══ Provided information ══

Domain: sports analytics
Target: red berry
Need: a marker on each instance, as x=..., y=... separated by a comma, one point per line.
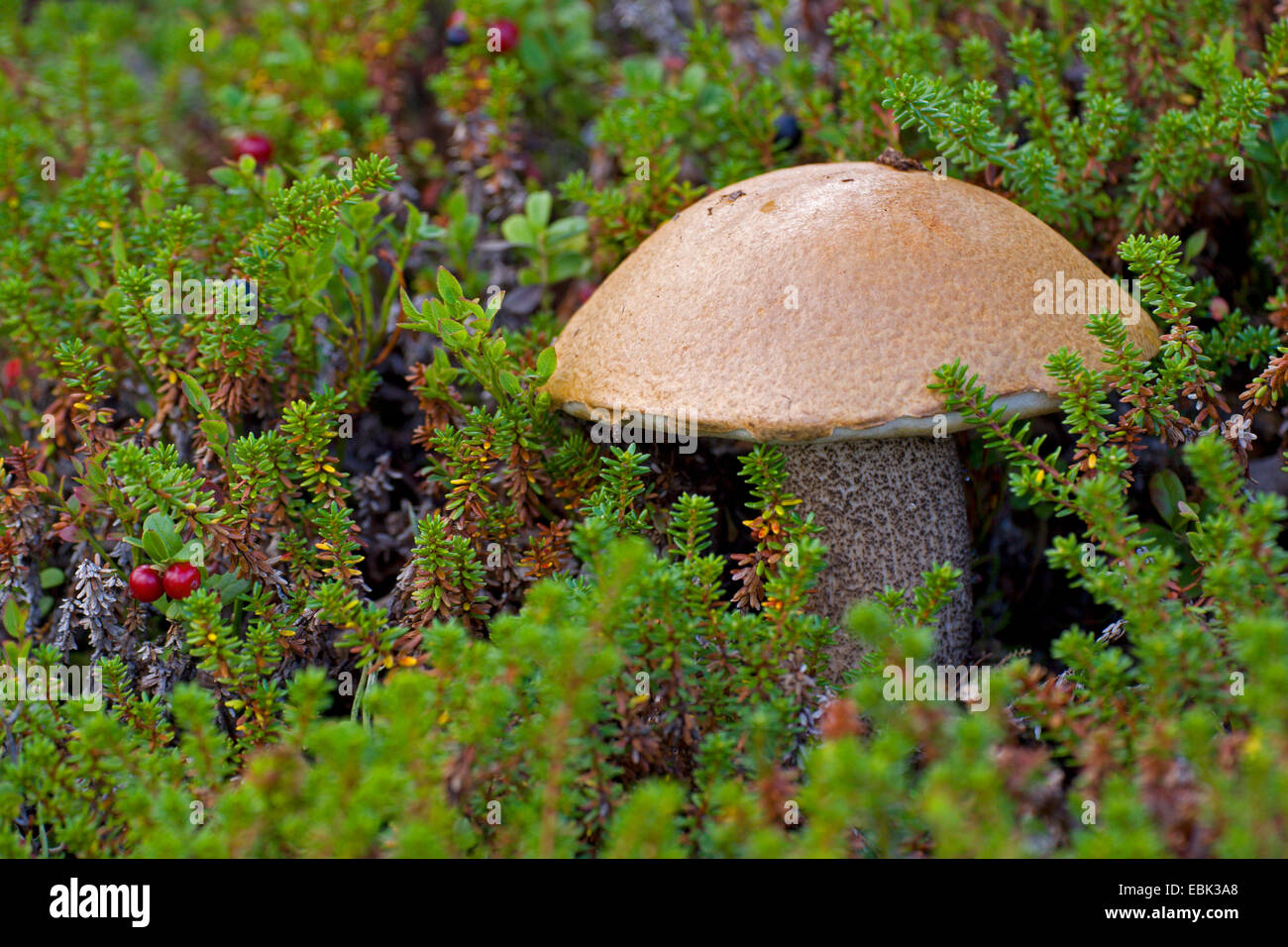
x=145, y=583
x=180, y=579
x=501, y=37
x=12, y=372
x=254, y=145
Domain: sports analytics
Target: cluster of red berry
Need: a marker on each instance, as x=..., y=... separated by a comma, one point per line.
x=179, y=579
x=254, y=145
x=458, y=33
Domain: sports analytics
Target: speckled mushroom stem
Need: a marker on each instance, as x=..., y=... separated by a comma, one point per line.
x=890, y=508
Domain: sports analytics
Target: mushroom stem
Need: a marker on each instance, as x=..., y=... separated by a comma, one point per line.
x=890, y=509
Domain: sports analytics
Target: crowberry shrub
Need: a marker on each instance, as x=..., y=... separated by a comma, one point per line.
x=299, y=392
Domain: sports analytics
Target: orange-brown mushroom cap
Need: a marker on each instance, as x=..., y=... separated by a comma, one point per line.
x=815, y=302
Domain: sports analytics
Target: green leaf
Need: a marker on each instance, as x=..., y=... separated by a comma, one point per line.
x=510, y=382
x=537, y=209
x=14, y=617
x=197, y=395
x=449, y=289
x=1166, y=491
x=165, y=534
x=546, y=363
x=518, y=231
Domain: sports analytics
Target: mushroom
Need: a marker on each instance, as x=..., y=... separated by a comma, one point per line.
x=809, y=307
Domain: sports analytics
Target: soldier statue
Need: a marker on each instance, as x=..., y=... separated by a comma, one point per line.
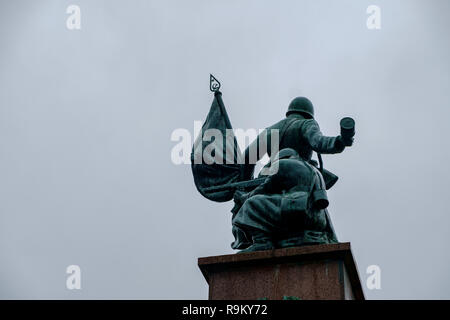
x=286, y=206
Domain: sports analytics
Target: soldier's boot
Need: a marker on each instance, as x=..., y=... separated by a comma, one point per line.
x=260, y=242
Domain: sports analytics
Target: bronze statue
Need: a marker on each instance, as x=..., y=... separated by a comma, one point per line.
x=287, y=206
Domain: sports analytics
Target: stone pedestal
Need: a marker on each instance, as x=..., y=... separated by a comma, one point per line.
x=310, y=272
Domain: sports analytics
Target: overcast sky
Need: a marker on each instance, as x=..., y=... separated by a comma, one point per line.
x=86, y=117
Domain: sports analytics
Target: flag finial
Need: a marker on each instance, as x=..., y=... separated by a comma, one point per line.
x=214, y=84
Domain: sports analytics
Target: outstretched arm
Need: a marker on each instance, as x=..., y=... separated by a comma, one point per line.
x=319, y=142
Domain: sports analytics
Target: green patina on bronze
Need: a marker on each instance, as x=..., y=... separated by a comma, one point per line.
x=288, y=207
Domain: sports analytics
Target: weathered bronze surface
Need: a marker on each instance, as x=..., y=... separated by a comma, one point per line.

═══

Recast every one of the lines above as a numbered list, omitting any blank lines and leaving the pictures out.

• [Result of this exercise]
1. Domain: sports analytics
2. Target: red berry
3. Need: a marker on each instance, as x=..., y=... separated by a comma, one point per line.
4. x=145, y=583
5. x=180, y=579
6. x=501, y=37
7. x=12, y=372
8. x=254, y=145
9. Domain: sports analytics
10. Target: cluster of red berry
11. Need: a marker on each instance, as x=..., y=... separated by a comma, one point per line.
12. x=179, y=579
13. x=254, y=145
14. x=458, y=33
15. Domain: sports analytics
16. Target: speckled mushroom stem
17. Need: a marker on each instance, as x=..., y=... separated by a comma, one point per line.
18. x=890, y=508
19. Domain: sports analytics
20. Target: mushroom stem
21. Need: a marker on each instance, as x=..., y=... separated by a comma, one point per line.
22. x=890, y=509
23. Domain: sports analytics
24. Target: crowberry shrub
25. Need: a marker on each instance, as x=..., y=... separated by a comma, one point per line.
26. x=299, y=392
27. Domain: sports analytics
28. Target: orange-brown mushroom cap
29. Need: a marker on each instance, as x=..., y=... separated by a comma, one point per line.
30. x=815, y=302
31. Domain: sports analytics
32. Target: green leaf
33. Need: a marker on each instance, as x=..., y=... separated by a comma, one point per line.
34. x=510, y=382
35. x=537, y=209
36. x=14, y=617
37. x=197, y=395
38. x=449, y=289
39. x=1166, y=491
40. x=165, y=534
41. x=546, y=363
42. x=518, y=231
43. Domain: sports analytics
44. Target: mushroom
45. Need: a marker on each instance, as x=..., y=... separated by a comma, one point per line.
46. x=809, y=307
47. Domain: sports analytics
48. Target: soldier statue
49. Need: a marker on each instance, as x=..., y=... separated by a comma, one point per line.
50. x=286, y=206
51. Domain: sports analytics
52. Target: soldier's boot
53. Need: a marker on each instance, as x=..., y=... separated by a comma, one point per line.
54. x=260, y=242
55. Domain: sports analytics
56. Target: bronze statue
57. Need: a marker on each instance, as x=..., y=... separated by a comma, one point per line.
58. x=287, y=206
59. Domain: sports analytics
60. Target: stone pedestal
61. Need: a marker on each instance, as x=..., y=... separated by a comma, one point per line.
62. x=310, y=272
63. Domain: sports analytics
64. Target: overcast sky
65. Need: a marker on each instance, as x=..., y=... separated by a comma, one point per line.
66. x=86, y=117
67. Domain: sports analytics
68. Target: flag finial
69. Need: a marker on each instance, as x=..., y=... separated by a comma, one point per line.
70. x=214, y=84
71. Domain: sports analytics
72. Target: outstretched arm
73. Need: a marker on each instance, as x=..., y=... separated by a comma, one point per line.
74. x=319, y=142
75. Domain: sports analytics
76. Target: green patina on bronze
77. Need: a marker on each instance, as x=..., y=... separated by a comma, one point per line.
78. x=288, y=207
79. Domain: sports analytics
80. Target: weathered bronze surface
81. Need: a marker on each instance, as x=..., y=... separated by a comma, one point per line.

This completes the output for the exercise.